Picture annotation records:
%%

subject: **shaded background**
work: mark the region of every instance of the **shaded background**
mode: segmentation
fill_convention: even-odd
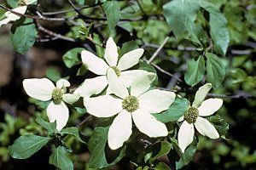
[[[218,113],[229,122],[230,130],[226,139],[211,140],[200,136],[198,150],[194,160],[184,169],[256,169],[255,2],[238,0],[216,2],[221,6],[221,10],[228,20],[230,45],[226,58],[223,58],[223,62],[226,65],[224,82],[214,93],[219,94],[218,97],[223,97],[224,100],[224,106]],[[70,8],[68,4],[61,0],[42,4],[41,8],[45,12]],[[145,8],[144,12],[150,14],[151,8],[148,5],[152,5],[151,3],[142,1],[142,5]],[[92,10],[84,13],[95,15],[101,14]],[[71,37],[74,37],[73,34],[78,31],[74,26],[65,23],[41,24],[55,32]],[[99,25],[97,30],[91,31],[101,32],[101,39],[106,41],[108,37],[106,23],[97,24]],[[150,58],[169,32],[166,22],[161,19],[137,21],[133,24],[133,27],[131,32],[121,26],[117,27],[118,44],[121,46],[127,41],[139,39],[139,44],[146,50],[147,58]],[[72,84],[78,85],[85,77],[90,77],[92,75],[88,72],[84,76],[76,76],[79,66],[67,69],[62,61],[62,55],[75,47],[96,50],[96,46],[88,40],[79,42],[59,39],[49,40],[47,35],[39,31],[34,47],[21,55],[12,48],[9,32],[10,26],[4,26],[0,29],[0,169],[55,169],[53,166],[48,164],[50,156],[49,148],[44,147],[27,160],[14,160],[8,155],[8,146],[12,144],[20,134],[44,133],[42,128],[32,118],[36,114],[41,114],[38,113],[40,110],[31,104],[32,101],[28,102],[28,97],[22,88],[22,80],[50,76],[54,73],[60,72],[61,76],[69,76]],[[187,42],[177,42],[172,34],[170,36],[170,41],[165,46],[165,50],[159,54],[155,64],[180,77],[183,82],[177,83],[173,77],[158,71],[159,86],[170,89],[182,88],[181,93],[183,89],[187,89],[188,96],[192,96],[199,85],[193,88],[189,88],[183,81],[183,74],[186,61],[191,56],[196,55],[195,48],[193,48],[193,45]],[[179,46],[181,43],[182,47]],[[70,123],[77,125],[82,120],[81,116],[73,116]],[[86,128],[91,124],[92,121],[84,124],[83,128],[84,133],[89,135],[91,133],[92,129]],[[90,155],[86,146],[80,145],[72,139],[69,144],[74,146],[75,154],[72,159],[75,168],[87,169],[84,162],[88,161]],[[119,166],[111,169],[118,168],[131,167],[128,160],[125,159]]]

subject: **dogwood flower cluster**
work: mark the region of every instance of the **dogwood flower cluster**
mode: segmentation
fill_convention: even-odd
[[[50,122],[56,122],[59,131],[68,121],[67,104],[72,105],[82,97],[89,114],[113,118],[108,133],[108,146],[112,150],[122,147],[129,139],[133,125],[150,138],[165,137],[168,135],[168,129],[154,115],[166,110],[174,102],[176,94],[151,87],[155,73],[128,70],[138,64],[143,54],[143,49],[137,48],[119,57],[117,45],[110,37],[104,59],[86,50],[82,52],[83,63],[97,76],[84,80],[73,94],[67,93],[70,83],[64,79],[59,80],[56,86],[47,78],[26,79],[23,86],[30,97],[49,101],[47,116]],[[213,125],[203,118],[212,115],[222,105],[219,99],[203,101],[211,88],[209,83],[200,88],[192,106],[178,120],[183,121],[178,132],[178,145],[183,152],[193,141],[194,126],[202,135],[211,139],[219,137]]]

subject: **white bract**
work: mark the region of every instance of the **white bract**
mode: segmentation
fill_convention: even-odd
[[[108,81],[117,97],[107,94],[95,98],[84,98],[84,105],[88,113],[97,117],[114,115],[108,134],[112,150],[121,147],[131,136],[132,120],[140,132],[156,138],[168,134],[166,125],[152,115],[166,110],[175,99],[175,94],[159,89],[148,90],[156,75],[147,72],[134,79],[131,91],[119,81],[113,69],[108,71]]]
[[[68,108],[66,104],[76,102],[78,94],[66,94],[67,88],[70,87],[68,81],[61,79],[56,86],[47,78],[31,78],[23,81],[23,87],[30,97],[41,100],[51,100],[47,107],[47,116],[50,122],[56,121],[56,128],[61,131],[67,124],[69,117]]]
[[[179,122],[184,120],[177,134],[178,146],[183,152],[193,141],[194,125],[201,134],[213,139],[219,138],[214,126],[203,118],[203,116],[212,115],[223,104],[223,100],[220,99],[208,99],[204,101],[211,88],[211,83],[201,87],[195,94],[192,106],[189,106],[187,113],[178,120]]]
[[[15,8],[13,8],[12,10],[15,11],[15,12],[20,13],[21,14],[24,14],[26,11],[26,8],[27,8],[26,6],[20,6],[20,7],[17,7]],[[4,15],[5,15],[6,18],[0,20],[0,27],[3,25],[8,24],[10,21],[15,21],[15,20],[17,20],[20,18],[20,16],[18,16],[18,15],[13,14],[13,13],[11,13],[10,11],[7,11],[4,14]]]
[[[113,68],[125,87],[131,86],[136,76],[147,73],[146,71],[131,70],[125,71],[139,62],[144,50],[143,48],[134,49],[125,54],[119,60],[118,48],[112,37],[107,41],[104,60],[96,56],[92,53],[84,50],[81,53],[82,61],[86,67],[98,76],[86,79],[75,94],[79,94],[81,97],[90,97],[92,94],[100,94],[108,84],[107,81],[107,71]],[[111,94],[109,88],[108,94]]]

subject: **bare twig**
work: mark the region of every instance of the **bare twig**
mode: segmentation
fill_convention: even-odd
[[[162,42],[162,44],[156,49],[156,51],[153,54],[152,57],[148,60],[148,64],[150,64],[154,58],[158,55],[158,54],[160,52],[160,50],[164,48],[164,46],[166,45],[166,43],[167,42],[167,41],[169,40],[170,37],[166,37],[164,40],[164,42]]]

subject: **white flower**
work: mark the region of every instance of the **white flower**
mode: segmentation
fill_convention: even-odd
[[[121,147],[131,134],[132,120],[140,132],[149,137],[163,137],[168,134],[166,125],[151,114],[166,110],[172,104],[175,94],[159,89],[149,90],[155,74],[147,72],[137,77],[130,92],[120,82],[113,69],[108,71],[108,81],[113,94],[84,98],[84,105],[88,113],[97,117],[114,118],[108,131],[108,145],[112,150]]]
[[[20,7],[17,7],[15,8],[13,8],[12,10],[15,11],[15,12],[20,13],[21,14],[24,14],[26,11],[26,8],[27,8],[26,6],[20,6]],[[8,24],[10,21],[15,21],[15,20],[17,20],[20,18],[20,16],[18,16],[18,15],[11,13],[9,11],[7,11],[4,14],[5,14],[6,18],[0,20],[0,27],[3,25]]]
[[[101,93],[108,84],[106,76],[108,68],[113,68],[115,71],[119,79],[126,88],[131,86],[136,76],[145,74],[147,71],[142,70],[125,70],[137,65],[143,52],[143,48],[134,49],[125,54],[119,60],[118,48],[112,37],[109,37],[107,41],[104,55],[106,61],[89,51],[82,51],[83,63],[90,71],[99,76],[86,79],[83,85],[75,91],[75,94],[79,94],[81,97],[90,97],[92,94]],[[108,94],[111,94],[109,88],[108,88],[107,92]]]
[[[23,81],[23,87],[32,98],[41,101],[51,100],[47,107],[47,116],[50,122],[56,121],[56,128],[61,131],[67,124],[69,117],[68,104],[76,102],[78,94],[66,94],[66,88],[70,87],[68,81],[61,79],[56,82],[56,87],[47,78],[31,78]]]
[[[204,101],[211,88],[211,83],[201,87],[195,94],[192,106],[189,106],[187,113],[178,120],[179,122],[184,120],[177,134],[178,146],[182,152],[184,152],[187,146],[193,141],[194,125],[201,134],[213,139],[219,138],[213,125],[202,117],[212,115],[223,104],[223,100],[220,99],[209,99]]]

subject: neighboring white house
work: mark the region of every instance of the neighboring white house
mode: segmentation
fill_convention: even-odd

%%

Repeat only the lines from the one holding "subject: neighboring white house" through the last line of the data.

subject: neighboring white house
work: mark the region of every instance of the neighboring white house
mode: segmentation
fill_convention: even-odd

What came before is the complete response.